**Exercise:** Set down the material again. Keep every line exactly as it is.

**Given entries:**
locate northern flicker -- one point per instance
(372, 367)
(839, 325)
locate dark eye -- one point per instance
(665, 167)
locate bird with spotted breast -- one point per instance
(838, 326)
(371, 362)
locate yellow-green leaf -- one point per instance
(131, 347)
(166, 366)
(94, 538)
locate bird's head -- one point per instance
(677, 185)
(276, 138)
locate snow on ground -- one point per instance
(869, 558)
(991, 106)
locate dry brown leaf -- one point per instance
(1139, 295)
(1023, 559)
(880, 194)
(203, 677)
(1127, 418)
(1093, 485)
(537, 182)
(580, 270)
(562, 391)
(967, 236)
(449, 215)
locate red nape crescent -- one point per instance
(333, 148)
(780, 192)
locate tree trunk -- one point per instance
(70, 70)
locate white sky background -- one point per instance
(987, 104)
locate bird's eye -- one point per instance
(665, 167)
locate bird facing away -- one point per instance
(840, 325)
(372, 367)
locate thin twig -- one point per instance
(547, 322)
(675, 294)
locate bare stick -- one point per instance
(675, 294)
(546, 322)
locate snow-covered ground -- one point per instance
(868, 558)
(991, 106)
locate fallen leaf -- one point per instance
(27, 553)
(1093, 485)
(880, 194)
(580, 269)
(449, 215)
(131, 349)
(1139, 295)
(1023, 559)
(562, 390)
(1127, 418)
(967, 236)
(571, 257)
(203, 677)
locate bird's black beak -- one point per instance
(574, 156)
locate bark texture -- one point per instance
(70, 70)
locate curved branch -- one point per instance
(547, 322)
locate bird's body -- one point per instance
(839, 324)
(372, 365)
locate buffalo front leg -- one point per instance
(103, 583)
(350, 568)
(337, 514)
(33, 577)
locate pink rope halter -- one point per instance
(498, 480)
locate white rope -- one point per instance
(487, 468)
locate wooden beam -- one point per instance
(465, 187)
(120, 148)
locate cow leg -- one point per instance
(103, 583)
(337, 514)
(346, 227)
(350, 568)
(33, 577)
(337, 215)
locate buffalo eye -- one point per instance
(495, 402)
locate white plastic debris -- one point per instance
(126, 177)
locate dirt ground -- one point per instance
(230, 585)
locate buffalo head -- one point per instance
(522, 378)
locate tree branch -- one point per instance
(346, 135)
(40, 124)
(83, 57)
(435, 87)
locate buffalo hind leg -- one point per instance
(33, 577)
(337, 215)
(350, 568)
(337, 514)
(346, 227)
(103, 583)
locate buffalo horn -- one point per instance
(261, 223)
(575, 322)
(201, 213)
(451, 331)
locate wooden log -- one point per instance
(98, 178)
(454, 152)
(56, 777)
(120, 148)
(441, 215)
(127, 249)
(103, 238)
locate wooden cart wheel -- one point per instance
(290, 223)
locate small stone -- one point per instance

**Solution for this task:**
locate northern flicker -- one point per instance
(372, 367)
(839, 325)
locate dark eye -- one point per instance
(665, 167)
locate bird with spotted breast -- one point per instance
(838, 326)
(371, 362)
locate yellow-green leaf -- one point per instance
(131, 347)
(166, 366)
(94, 538)
locate bird's head -- one point per instance
(677, 185)
(276, 138)
locate snow on ground -- one point per instance
(869, 558)
(991, 106)
locate dry brown leaf -- one point per instance
(1139, 295)
(1023, 559)
(880, 194)
(203, 677)
(1127, 418)
(1093, 485)
(537, 182)
(580, 270)
(562, 391)
(967, 236)
(449, 215)
locate red nape crescent -- one point per instance
(333, 148)
(780, 192)
locate tree trunk -- one point per instance
(70, 70)
locate white sky background -- one point per instance
(987, 104)
locate bird's eye -- one point per instance
(665, 167)
locate bird facing away -- one point per instance
(840, 325)
(372, 367)
locate thin twig -- one point per instance
(547, 322)
(675, 294)
locate bare stick -- one point per instance
(675, 294)
(546, 322)
locate snow-covered ground -- one point per instance
(868, 558)
(991, 106)
locate fallen leaf -- one point per instance
(27, 553)
(1093, 485)
(880, 194)
(580, 269)
(449, 215)
(131, 349)
(1139, 295)
(1023, 559)
(562, 390)
(1127, 418)
(967, 236)
(571, 257)
(203, 677)
locate bird's black beak -- one point per instance
(574, 156)
locate bark texture -- one point per instance
(70, 70)
locate curved branch -- one point per instance
(547, 322)
locate bird's body -- one point per instance
(839, 324)
(372, 365)
locate buffalo front leg -- one point per instance
(103, 583)
(350, 568)
(337, 514)
(33, 577)
locate pink rope halter -- one point per instance
(498, 480)
locate white rope -- one point per instance
(487, 468)
locate wooden beam -- one point per instance
(465, 187)
(120, 148)
locate cow leg -- one point per instance
(103, 583)
(337, 514)
(346, 227)
(350, 568)
(33, 577)
(337, 215)
locate buffalo eye -- one point per instance
(495, 402)
locate white plastic debris -- one point per instance
(126, 177)
locate dirt ground -- one point per instance
(230, 585)
locate buffalo head -- one point per instance
(522, 378)
locate tree branch -- one point per instance
(346, 135)
(40, 124)
(83, 57)
(435, 87)
locate buffalo hind leg -- one point per instance
(33, 577)
(337, 215)
(350, 568)
(337, 514)
(346, 227)
(103, 583)
locate buffalo horn -- one point per instance
(261, 223)
(575, 322)
(201, 213)
(451, 331)
locate wooden log -- one point per instance
(98, 178)
(454, 152)
(56, 777)
(120, 148)
(441, 215)
(127, 249)
(103, 238)
locate wooden cart wheel -- one point per instance
(290, 223)
locate small stone -- one point per instance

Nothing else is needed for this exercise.